» Extrait présenté
•••••

Les cafés-vélo (ou cafés-cyclistes) ont aussi poussé un peu partout au Québec ces cinq dernières années. Ces lieux hybrides qui réparent, vendent et parfois louent des bicyclettes souhaitent bâtir de véritables communautés en instaurant une pause café de qualité comme prétexte. Chez Vélo Espresso, enseigne fondée il y a vingt ans, l’espace café est un peu moins développé que dans certains cafés du genre comme Allo Vélo dans Griffintown, Le Pic-Nic au parc Lafontaine ou encore le Café-Vélo des Nations à Sherbrooke, mais l’esprit de cohésion demeure essentiel. « Ce sont des lieux de rencontre, des espaces de partage pour les connaissances techniques et ça facilite la proximité avec les clients quand ils attendent une réparation », commente Olivier, qui voit souvent des cyclistes se donner rendez-vous chez lui avant de partir pour une sortie à vélo.
« Depuis une douzaine d’années, on voit plus de vélos dans les rues et on a plus de clients chaque année »
« Depuis une douzaine d’années, on voit plus de vélos dans les rues et on a plus de clients chaque année », indique Jean-Daniel des Cycles C&L. Pour lui, l’exemple frappant de cet essor est celui du vélo d’hiver : au début des années 2000, l’activité était encore marginale, mais à force de voir quelques cyclistes sur la neige la tendance s’est rapidement accélérée. « Une normalisation s’est créée vers 2004-2005, dit-il. Désormais, on voit des gens faire du vélo d’hiver même sur le Mont-Royal, à côté des pistes de ski de fond. »
Enfin, les tours guidés à vélo de Fitz & Follwell et Spade & Palacio ont aussi à leur manière participé à la démocratisation du cyclisme amateur en ville. Ces visites touristiques sont souvent vendues comme un moyen de découvrir des lieux « comme les locaux ». « Lors de la première année d’activité de Spade & Palacio, on était leur QG et on s’occupait de la location, se souvient Jean-Daniel. On voyait l’intérêt : en vélo on peut couvrir tellement plus de territoire qu’à pied! »
Malheureusement, à cause de l’absence de touristes internationaux, ces activités ont pris une petite débarque cette saison. « Comme on savait que la frontière allait rester fermée longtemps, on a décidé de vendre notre flotte au printemps, explique Danny Pavlopoulos, copropriétaire de Spade & Palacio, qui a liquidé ses 24 vélos à une vitesse éclair. Mais on recommencera dès que possible. » De son côté, l’équipe de Fitz & Follwell indique avoir eu une saison assez tranquille avec les touristes québécois venus des autres régions, incluant des zones proches de la ville comme Laval et la Rive-Sud. « Et on a eu pas mal d’Ontariens de la région d’Ottawa et de Toronto », ajoute la responsable des opérations Véronique Chassé.
Écologie et effet pandémie
Photo : Roxanne Desgagnés
Et la planète dans tout ça? Ceux qui ont conscience des enjeux environnementaux et qui passent en boutique préfèrent réparer ou acheter des vélos d’occasion, indique Olivier. Mais l’écologie n’est pas vraiment ce qui fait plus pédaler les citoyens, répond Suzanne Lareau : « Ça nous conforte dans notre choix d’en faire et c’est un excellent argument pour que les gouvernements nous fassent plus de place dans les rues, mais ce n’est pas la raison première de passer au vélo ».

•••••

» Données extraites
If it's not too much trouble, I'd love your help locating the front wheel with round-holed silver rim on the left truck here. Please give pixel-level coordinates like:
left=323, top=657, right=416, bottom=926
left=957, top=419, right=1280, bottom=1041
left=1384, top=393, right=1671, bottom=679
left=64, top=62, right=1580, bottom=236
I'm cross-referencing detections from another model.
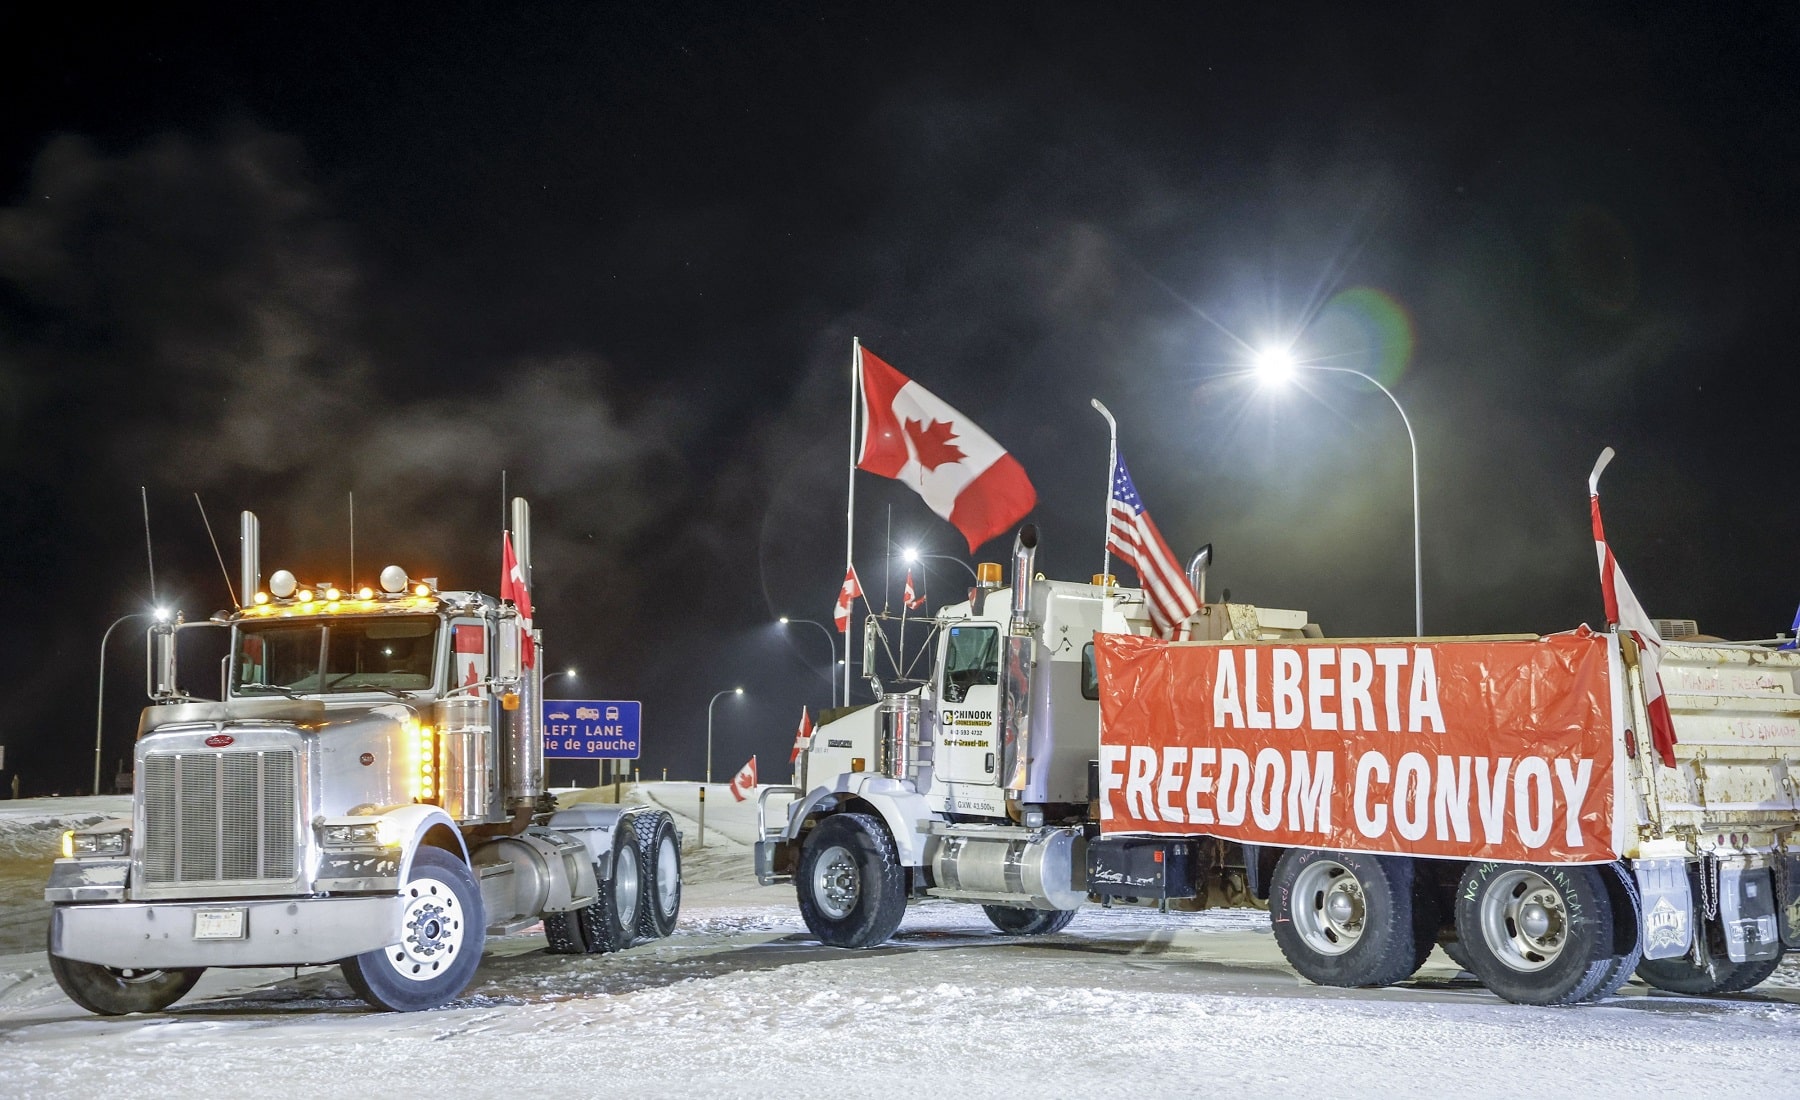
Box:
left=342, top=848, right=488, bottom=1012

•••••

» Action requise 1
Traduisez en anglais la phrase suivante de l'extrait sur le vélo au Québec : « Ces visites touristiques sont souvent vendues comme un moyen de découvrir des lieux « comme les locaux ». »
» Action requise 2
Recopiez le passage de l'extrait sur le vélo au Québec compris entre « Malheureusement, à cause » et « opérations Véronique Chassé. », bornes incluses.

» Résultat obtenu 1
These tourist tours are often sold as a way to discover places "like the locals."

» Résultat obtenu 2
Malheureusement, à cause de l’absence de touristes internationaux, ces activités ont pris une petite débarque cette saison. « Comme on savait que la frontière allait rester fermée longtemps, on a décidé de vendre notre flotte au printemps, explique Danny Pavlopoulos, copropriétaire de Spade & Palacio, qui a liquidé ses 24 vélos à une vitesse éclair. Mais on recommencera dès que possible. » De son côté, l’équipe de Fitz & Follwell indique avoir eu une saison assez tranquille avec les touristes québécois venus des autres régions, incluant des zones proches de la ville comme Laval et la Rive-Sud. « Et on a eu pas mal d’Ontariens de la région d’Ottawa et de Toronto », ajoute la responsable des opérations Véronique Chassé.